- **WHAT YOU HAVE TO DO**: Copy all of the data below word for word, keeping every line in order.

========================================

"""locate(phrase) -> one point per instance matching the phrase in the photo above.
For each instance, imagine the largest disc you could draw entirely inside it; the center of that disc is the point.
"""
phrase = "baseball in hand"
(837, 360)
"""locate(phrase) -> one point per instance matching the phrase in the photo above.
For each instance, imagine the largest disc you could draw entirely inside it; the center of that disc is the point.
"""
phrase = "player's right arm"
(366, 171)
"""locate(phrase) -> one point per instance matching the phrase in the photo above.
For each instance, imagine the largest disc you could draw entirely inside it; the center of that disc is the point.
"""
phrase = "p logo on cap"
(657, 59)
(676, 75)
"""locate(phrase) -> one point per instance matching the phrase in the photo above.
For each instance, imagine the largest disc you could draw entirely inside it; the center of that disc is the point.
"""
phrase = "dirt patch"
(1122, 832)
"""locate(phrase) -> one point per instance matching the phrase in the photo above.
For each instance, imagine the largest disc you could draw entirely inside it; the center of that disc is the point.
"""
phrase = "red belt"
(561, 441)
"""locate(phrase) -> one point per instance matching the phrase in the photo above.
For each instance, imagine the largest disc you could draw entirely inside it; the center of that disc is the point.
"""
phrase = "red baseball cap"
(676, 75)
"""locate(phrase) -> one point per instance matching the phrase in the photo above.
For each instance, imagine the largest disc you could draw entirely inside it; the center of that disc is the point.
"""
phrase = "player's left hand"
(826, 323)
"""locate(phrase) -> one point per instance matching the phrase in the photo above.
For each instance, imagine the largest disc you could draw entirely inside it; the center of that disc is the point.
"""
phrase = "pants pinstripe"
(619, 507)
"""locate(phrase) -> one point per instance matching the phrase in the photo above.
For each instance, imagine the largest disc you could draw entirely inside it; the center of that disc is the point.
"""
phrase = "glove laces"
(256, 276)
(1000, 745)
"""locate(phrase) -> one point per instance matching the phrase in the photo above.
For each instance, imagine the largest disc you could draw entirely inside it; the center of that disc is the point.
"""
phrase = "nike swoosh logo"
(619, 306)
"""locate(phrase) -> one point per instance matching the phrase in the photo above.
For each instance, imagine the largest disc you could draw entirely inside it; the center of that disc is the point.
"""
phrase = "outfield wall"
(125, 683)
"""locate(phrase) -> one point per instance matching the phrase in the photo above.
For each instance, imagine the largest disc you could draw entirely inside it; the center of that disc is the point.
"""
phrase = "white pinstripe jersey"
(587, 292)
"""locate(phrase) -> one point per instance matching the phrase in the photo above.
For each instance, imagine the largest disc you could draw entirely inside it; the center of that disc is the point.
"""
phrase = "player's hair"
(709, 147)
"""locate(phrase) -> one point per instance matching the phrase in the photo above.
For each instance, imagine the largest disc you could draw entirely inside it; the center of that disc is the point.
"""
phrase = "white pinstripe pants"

========================================

- **WRITTEN SOLUTION**:
"""locate(phrase) -> one point per instance matching the phrase in the photo above.
For each instance, imagine the largest disc you could draw entirely inside it; the center of that disc is the point.
"""
phrase = "baseball in hand"
(837, 360)
"""locate(phrase) -> one point per instance matching the phrase in the photo above.
For each instance, imagine the largest disc you could draw entirely inside it; the center of that disc is the point.
"""
phrase = "player's right arm"
(366, 171)
"""locate(phrase) -> one point per instance matching the phrase in the photo above.
For each instance, imagine the largest disc you could draw entirely inside it; the center of that disc is the point.
"""
phrase = "p logo on cap"
(657, 59)
(676, 75)
"""locate(phrase) -> one point per instance matching the phrase in the photo above.
For each instance, imagine the largest disc you could draw entirely inside it; the center of that disc is the point.
"""
phrase = "dirt patch"
(1122, 832)
"""locate(phrase) -> one point per instance matching the phrase in the photo above.
For each instance, imagine the largest disc you could draw entirely inside it; the center of that disc is the point.
"""
phrase = "red belt"
(561, 441)
"""locate(phrase) -> one point per instance matching the phrase in the photo above.
For each instance, imagine the largest disc you could draw entirely inside it; the center of that disc is the point.
"""
phrase = "red baseball cap"
(676, 75)
"""locate(phrase) -> one point per instance matching the phrase in the photo above.
For each instance, imagine the largest disc you could draw entirely inside it; the center of that disc is the point.
"""
phrase = "player's left hand"
(826, 323)
"""locate(phrase) -> one point per instance matching the phrase in the photo above.
For each instance, imagine the largest disc you could draw entirely inside it; the center of that disc is the point.
"""
phrase = "pants pinstripe"
(619, 507)
"""locate(phrase) -> one point per instance matching the phrase in the photo above.
For each instance, imagine the largest disc you could draw entirely inside it; the center of that disc is the point.
"""
phrase = "glove laces"
(256, 276)
(1000, 745)
"""locate(phrase) -> one point per instance matching the phrase in the photo above.
For each instance, imagine the largest disc you could draw entirely inside it; the center of that disc is the point.
"""
phrase = "nike swoosh logo"
(619, 306)
"""locate(phrase) -> one point per instance matching the phrase in the photo above.
For each instance, imagine the largest disc you could draw entirely inside it; the center of that disc is the point.
"""
phrase = "outfield wall"
(125, 683)
"""locate(phrase) -> one point per instance matching the phrase in the photo above.
For each instance, imagine the largest disc you could draw entirely inside it; the center of that disc is the point.
"""
phrase = "white pinstripe jersey"
(587, 292)
"""locate(phrase) -> one point per instance matching the phrase in the photo above.
For each instance, imagine the largest disc you could draw entirely inside it; the center of that disc is the point.
"""
phrase = "player's hair"
(709, 147)
"""locate(phrase) -> one point per instance matching the phrase in the photo above.
For each instance, imagine the largest disc you could draw entirely inside it; the center of that disc is the point.
"""
phrase = "white pinstripe pants"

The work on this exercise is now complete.